:: Given information ::
--

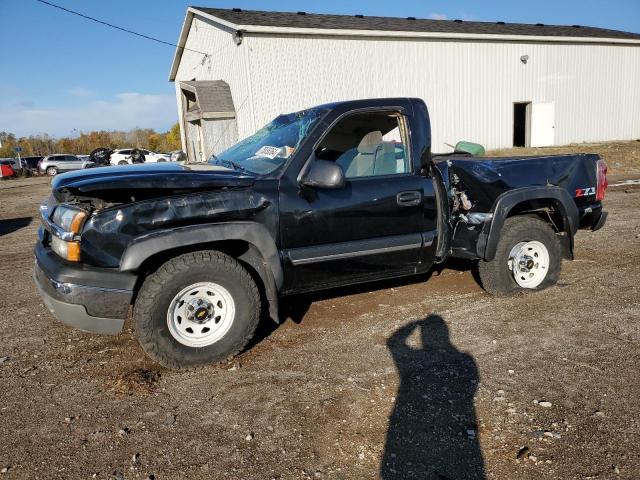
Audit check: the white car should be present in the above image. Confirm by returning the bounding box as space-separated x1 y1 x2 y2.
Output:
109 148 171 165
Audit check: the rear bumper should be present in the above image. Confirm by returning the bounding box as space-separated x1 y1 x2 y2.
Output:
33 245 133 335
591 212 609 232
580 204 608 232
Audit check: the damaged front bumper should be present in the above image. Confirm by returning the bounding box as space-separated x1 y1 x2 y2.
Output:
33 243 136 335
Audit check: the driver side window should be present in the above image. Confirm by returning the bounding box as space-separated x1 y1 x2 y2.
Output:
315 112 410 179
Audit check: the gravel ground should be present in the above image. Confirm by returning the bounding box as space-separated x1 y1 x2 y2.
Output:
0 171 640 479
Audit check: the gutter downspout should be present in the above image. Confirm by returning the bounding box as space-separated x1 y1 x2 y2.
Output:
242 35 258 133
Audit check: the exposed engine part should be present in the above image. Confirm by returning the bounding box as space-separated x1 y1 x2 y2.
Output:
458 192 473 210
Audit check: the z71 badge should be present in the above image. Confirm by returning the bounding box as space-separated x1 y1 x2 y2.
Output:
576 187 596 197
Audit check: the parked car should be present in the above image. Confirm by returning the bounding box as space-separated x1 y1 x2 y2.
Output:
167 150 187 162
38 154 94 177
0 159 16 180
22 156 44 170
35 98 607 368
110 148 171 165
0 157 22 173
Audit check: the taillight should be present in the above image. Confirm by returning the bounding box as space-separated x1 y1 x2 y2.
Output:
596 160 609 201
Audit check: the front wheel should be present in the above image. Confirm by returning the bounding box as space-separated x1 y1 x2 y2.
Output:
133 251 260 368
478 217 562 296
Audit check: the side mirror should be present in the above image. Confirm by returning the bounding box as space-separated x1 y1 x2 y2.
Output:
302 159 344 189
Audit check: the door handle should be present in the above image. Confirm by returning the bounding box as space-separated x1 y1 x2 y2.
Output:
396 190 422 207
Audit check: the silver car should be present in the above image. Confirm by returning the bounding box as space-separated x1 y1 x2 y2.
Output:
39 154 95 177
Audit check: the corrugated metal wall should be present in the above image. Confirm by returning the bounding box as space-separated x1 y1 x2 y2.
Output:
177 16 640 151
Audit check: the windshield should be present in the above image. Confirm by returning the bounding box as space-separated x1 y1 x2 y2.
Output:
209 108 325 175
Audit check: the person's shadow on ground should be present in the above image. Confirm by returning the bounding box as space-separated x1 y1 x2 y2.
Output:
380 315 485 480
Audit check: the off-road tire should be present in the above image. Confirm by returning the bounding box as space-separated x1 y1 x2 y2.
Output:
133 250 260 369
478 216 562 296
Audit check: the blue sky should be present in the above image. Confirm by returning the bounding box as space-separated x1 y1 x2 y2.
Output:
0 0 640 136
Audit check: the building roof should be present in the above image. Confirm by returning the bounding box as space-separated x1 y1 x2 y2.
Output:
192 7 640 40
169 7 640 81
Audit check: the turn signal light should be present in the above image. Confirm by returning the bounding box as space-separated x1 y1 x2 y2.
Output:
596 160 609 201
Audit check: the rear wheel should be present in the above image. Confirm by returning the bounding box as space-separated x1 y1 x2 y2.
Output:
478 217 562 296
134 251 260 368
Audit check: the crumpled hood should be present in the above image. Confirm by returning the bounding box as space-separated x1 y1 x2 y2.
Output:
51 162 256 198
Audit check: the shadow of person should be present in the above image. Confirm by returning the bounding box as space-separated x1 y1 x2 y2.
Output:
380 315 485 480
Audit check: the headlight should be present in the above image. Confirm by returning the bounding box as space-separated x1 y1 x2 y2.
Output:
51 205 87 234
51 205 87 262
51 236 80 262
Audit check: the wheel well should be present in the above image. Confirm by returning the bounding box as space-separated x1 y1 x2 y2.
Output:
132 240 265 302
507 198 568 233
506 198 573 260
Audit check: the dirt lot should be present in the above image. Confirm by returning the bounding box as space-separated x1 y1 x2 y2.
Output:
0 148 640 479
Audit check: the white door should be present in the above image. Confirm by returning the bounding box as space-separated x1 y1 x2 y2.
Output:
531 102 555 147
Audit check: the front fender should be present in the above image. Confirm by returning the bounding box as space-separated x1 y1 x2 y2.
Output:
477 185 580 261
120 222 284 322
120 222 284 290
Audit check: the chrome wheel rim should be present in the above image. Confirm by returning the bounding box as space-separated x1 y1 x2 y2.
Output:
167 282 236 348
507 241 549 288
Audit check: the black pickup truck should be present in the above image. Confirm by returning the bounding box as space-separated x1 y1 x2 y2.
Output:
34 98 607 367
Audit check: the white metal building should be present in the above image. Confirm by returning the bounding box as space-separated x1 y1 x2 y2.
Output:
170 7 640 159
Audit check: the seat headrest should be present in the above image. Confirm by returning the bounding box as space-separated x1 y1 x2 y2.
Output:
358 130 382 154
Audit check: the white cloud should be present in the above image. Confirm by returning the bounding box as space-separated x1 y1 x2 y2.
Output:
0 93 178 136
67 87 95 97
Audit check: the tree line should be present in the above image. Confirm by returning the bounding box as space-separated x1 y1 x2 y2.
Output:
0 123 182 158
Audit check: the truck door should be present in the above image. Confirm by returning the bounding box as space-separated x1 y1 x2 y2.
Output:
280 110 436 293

--

:: What to do ::
Edit all the entries above by putting "Inspection note" wherever "Audit check" appears, keeping everything else unchanged. Leave out the pictures.

:: Right answer ::
Inspection note: the white car should be present in the above image. Confirm by returning the bounding box as space-separated x1 y1 x2 y2.
Output:
109 148 171 165
Inspection note: the rear bumper should be present in the above image. Confirm by returning the bounding box as space-separated x1 y1 x2 y2.
Output:
33 245 133 335
591 212 609 232
580 204 608 232
Inspection note: the damaged front bumper should be present in the above image. Confirm by returning the bounding box as space-separated x1 y1 x2 y2.
Output:
33 243 136 335
Inspection note: the driver side window should be present in the above image. Confirm by returning the bounding box as space-separated x1 y1 x2 y2.
Output:
315 112 410 179
Inspection note: the gravel ground should be present in the above image. Confirm by returning the bounding box as space-separated x1 y1 x2 y2.
Output:
0 171 640 479
Inspection note: the gutter downspout should be present in the above image. Confirm by returning the bounding box as space-separated x1 y1 x2 y2.
Output:
242 35 258 133
Inspection note: the exposed engine part should be present in the above image. Confirm by returning the bounding box as space-separated x1 y1 x2 y2.
Output:
458 192 473 210
Inspection note: the z71 badge should be present in the above image. Confirm by returning the bounding box as space-separated x1 y1 x2 y2.
Output:
576 187 596 197
Inspection note: the parked car should be present in the above image. Confirm by returning the bounding box as space-separated x1 y1 x2 y2.
Output:
167 150 187 162
38 154 94 177
0 159 16 180
22 156 44 170
35 98 607 368
110 148 171 165
0 157 22 173
Inspection note: the taillight should be present in the above image. Confirm by returning the bounding box as space-separated x1 y1 x2 y2.
Output:
596 160 609 201
Inspection note: the front wheel should be present in the above image. Confirm by returning the bounding box as space-separated x1 y1 x2 y2.
Output:
133 251 260 368
478 217 562 296
Inspection note: the side mirror should be present in the above image. Confirm by returning the bounding box as space-separated x1 y1 x2 y2.
Output:
302 159 344 189
Inspection note: the door handle should be present in the above image. Confirm by returning the bounding box as space-separated x1 y1 x2 y2.
Output:
396 190 422 207
Inspection note: the silver car should be present in the above image. Confirm by returning the bounding box as space-separated x1 y1 x2 y2.
Output:
39 154 95 177
Inspection note: the corrugated metal wall should be present in the above image. Confirm by returning the bounding box as space-separated x1 y1 x2 y2.
Output:
177 16 640 151
Inspection note: the windshield should be present in the above image. Confirm by returning the bounding box as space-separated x1 y1 x2 y2.
Output:
209 108 325 175
Inspection note: the person's shadow on ground should be present in the above image. Confirm by returning the bounding box as space-separated x1 y1 x2 y2.
Output:
380 315 485 480
Inspection note: the off-road tire should be present in the above image. Confirm by returning the bounding box as space-separated x1 y1 x2 y2.
Output:
133 250 260 369
478 216 562 296
Inspection note: the blue sky should be present in the above image. Confirm by returning the bounding box as space-separated x1 y1 x2 y2.
Output:
0 0 640 136
Inspection note: the building roof should be present in the above image. Confirm by returning the bounding box as space-separated x1 y1 x2 y2.
Output:
192 7 640 40
169 7 640 81
Inspection note: the turn signal light should be present in the above image. Confirm by returning the bounding box as space-separated x1 y1 x2 y2.
Output:
596 160 609 201
Inspection note: the rear wheel should be present in the above image. Confirm by returning the bounding box as space-separated x1 y1 x2 y2.
Output:
478 217 562 296
134 251 260 368
Inspection note: the crumpled hood should be present in the above image. Confirm by returning the bounding box as space-separated x1 y1 x2 y2.
Output:
51 162 256 198
Inspection note: the shadow of person should be present in the above image. Confirm by returning the bounding box as space-separated x1 y1 x2 y2.
Output:
380 315 485 480
Inspection note: the headlight should be present in the above image. Confirm by returning the bounding box as space-separated x1 y1 x2 y2.
Output:
51 205 87 234
51 205 87 262
51 236 80 262
Inspection note: the wheel well should be present in the above image. Confirm by returning the bounding box as space-separated x1 y1 x2 y2.
Output:
132 240 265 302
507 198 568 233
506 198 573 260
Inspection note: the dirt lot should be present in the above image. Confirm by returning the bounding box as space-separated x1 y1 x2 y2.
Output:
0 148 640 479
Inspection note: the white door should be present in the above image. Confirm by returning the bounding box as space-separated x1 y1 x2 y2.
Output:
531 102 555 147
Inspection note: the front fender should be present in the above image. Confirm by returning the bounding box as space-separated x1 y1 x2 y2.
Output:
477 185 580 261
120 222 284 322
120 222 284 290
Inspection note: the chrome wheel rim should be present in the above image. Confirm by returning the bounding box as space-separated x1 y1 x2 y2.
Output:
167 282 236 348
507 241 549 288
Inspection note: the black pickup truck should be present in the above image. Confirm by returning the bounding box as space-separated x1 y1 x2 y2.
Output:
34 98 607 367
Inspection note: the white metal building should be present in the above image. Confirm by returning the bounding box as space-separated x1 y1 x2 y2.
Output:
170 7 640 159
Inspection note: the seat headrest should be present in the above image. Confirm by returning the bounding box as space-separated x1 y1 x2 y2.
Output:
358 130 382 154
Inspection note: the white cloud should be present in the above image. Confirm by returning the bounding box as space-separated x1 y1 x2 y2.
Output:
0 93 178 136
67 87 95 97
Inspection note: the tree line should be present in the above image. Confirm by returning the bounding box as space-separated x1 y1 x2 y2.
Output:
0 123 182 158
Inspection note: the truck door should be present in the above image. Confirm by returning the bounding box as space-separated x1 y1 x2 y2.
Output:
280 110 436 293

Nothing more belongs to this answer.